:: Page extract ::
The album artwork is an illustration by the amazing Nick Taylor, and we couldn’t be happier with how it turned out. The image is inspired by Frank Lyford, a survivor of the Heaven’s Gate cult. Of all the voices in the podcast, it was Frank’s voice that shook me the most. The trauma of his experience, of his loss, is so painfully evident in his expression. There is devastation in his voice, but also a quiet strength, a sense of acceptance. I asked Nick to listen to Frank’s story while he worked, and gave him the opening verse of the song, “To Erika” which is written from Frank’s perspective.
As for the album title, well, throughout the writing process, Hewson and I had been comparing the nature of a cult to that of a black hole – this powerful singularity with a terrifying, all-consuming gravity. It became something of an extended metaphor for us. Then, Hewson watched The Leftovers and some ideas about the premise of a “Sudden Departure” found their way into what became the album’s title track. I didn’t know what Hawking Radiation was at the time, and learned that it was a type of theoretical energy that a black hole emits, after it swallows something up. It’s paradoxical, because nothing, not even light, is supposed to escape. The event horizon of a black hole is thought to be a threshold from which, once crossed, nothing can return. Yet, something appears to. Hawking Radiation has never been observed, but if it exists then the information lost when objects enter a black hole isn’t truly lost – not entirely. Much like the dead living on in the memories and voices of the bereaved.
Where, how and when was it recorded?
The album was written and recorded over a period of about five years, then mixed over about a year or so. Early in the process, we were sidetracked by work on the songs which would become our 2020 EP, Crying Everyone Else’s Tears. Then, the pandemic hit and there was a lot of upheaval, with Matt moving from New York to Ohio and me from Miami to Atlanta. Hewson was the only one of us to stay put in Brooklyn, and he gradually assembled the album from all of our ideas and audio, which were recorded in various locations, at home and in different studios. The finished product was mixed by Geoff Sanoff in NYC and mastered by Matthew Barnhart in Chicago.
What was different about this record than previous recordings?
:::
▶ _Task item 1_
In the album interview, who mixed the finished album, and in which city?
▶ _Task item 2_
Extend the album interview with new text that follows on from its last line.
:: Dataset excerpts ::
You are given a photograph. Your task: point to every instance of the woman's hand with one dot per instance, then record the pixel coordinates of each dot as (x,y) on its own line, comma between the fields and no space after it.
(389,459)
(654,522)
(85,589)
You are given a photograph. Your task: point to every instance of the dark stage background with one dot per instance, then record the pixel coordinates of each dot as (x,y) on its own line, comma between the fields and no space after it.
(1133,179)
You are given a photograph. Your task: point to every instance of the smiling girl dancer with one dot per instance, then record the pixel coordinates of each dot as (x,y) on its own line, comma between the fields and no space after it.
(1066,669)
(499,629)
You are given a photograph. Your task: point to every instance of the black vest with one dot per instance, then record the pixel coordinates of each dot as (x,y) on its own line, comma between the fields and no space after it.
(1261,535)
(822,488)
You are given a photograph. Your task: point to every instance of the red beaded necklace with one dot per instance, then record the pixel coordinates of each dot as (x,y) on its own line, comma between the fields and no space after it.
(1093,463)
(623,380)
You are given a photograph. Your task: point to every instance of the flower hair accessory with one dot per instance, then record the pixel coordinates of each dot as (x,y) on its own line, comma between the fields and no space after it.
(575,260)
:::
▶ _Response 1_
Geoff Sanoff mixed it in NYC.

▶ _Response 2_
We worked as we always have, bouncing audio and ideas back and forth in our little long-distance recording collective. All in constant communication with each other, sometimes taking a song through multiple versions until we settle on what works best. We’re all DIY and home recording enthusiasts; necessity is the mother of invention, as they say. We work in closets, pantries, bedrooms, basements, and occasionally, a nice studio for the drums. Somehow, we’ve crafted a rather expansive sound from these tiny, humble spaces. As usual, the production budget was tight, but we were blessed with a little sync money from our song ‘VV’, which appeared on the critically acclaimed and dearly missed TV show, Lodge 49. So, huge thanks to creator Jim Gavin and music supervisor Tom Patterson for funding this album!
We also spoke specifically about ‘To Erika’ which is the video made by Bobby Klang.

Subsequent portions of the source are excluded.